Print the listing below in its entirety, character for character.

○ ○ ○

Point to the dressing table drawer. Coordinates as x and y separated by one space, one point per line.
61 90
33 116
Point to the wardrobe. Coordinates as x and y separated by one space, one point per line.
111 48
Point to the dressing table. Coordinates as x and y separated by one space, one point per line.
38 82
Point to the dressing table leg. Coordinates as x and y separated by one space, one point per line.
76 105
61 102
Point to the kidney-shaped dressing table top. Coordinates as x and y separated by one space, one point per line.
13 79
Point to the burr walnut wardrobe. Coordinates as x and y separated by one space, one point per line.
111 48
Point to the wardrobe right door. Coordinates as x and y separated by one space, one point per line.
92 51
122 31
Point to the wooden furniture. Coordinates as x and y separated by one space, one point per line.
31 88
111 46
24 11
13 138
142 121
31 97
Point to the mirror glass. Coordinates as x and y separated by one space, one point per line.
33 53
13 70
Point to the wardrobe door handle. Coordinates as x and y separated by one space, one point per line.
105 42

○ ○ ○

• ANSWER BELOW:
Point to the dressing table drawer. Coordinates as x and y separated by one space, one point per line.
61 90
33 116
Point to the wardrobe. Coordinates as x and y separated by one space, one point per line.
111 48
Point to the dressing table. Coordinates as x and y separated by one space, one point per line.
38 82
Point to the dressing table leg. Coordinates as x and y separated by one space, one point per line.
76 105
61 102
Point to the kidney-shaped dressing table top. Coordinates as x and y separated by one space, one point per line.
13 79
Point to the burr walnut wardrobe. Coordinates as x and y separated by one space, one point per line.
111 48
Point to the wardrobe right door. Coordinates as x and y separated by one space, one point per line.
92 51
122 31
Point to the wooden furniture. Coordinates as x and y separated by one space, one point per line.
31 88
111 46
24 11
13 138
142 121
31 97
Point to the mirror glass. Coordinates as x and y separated by one space, one point per line.
33 53
13 70
Point to the wardrobe door handle. Coordinates as x and y separated by one space, one point per line.
105 42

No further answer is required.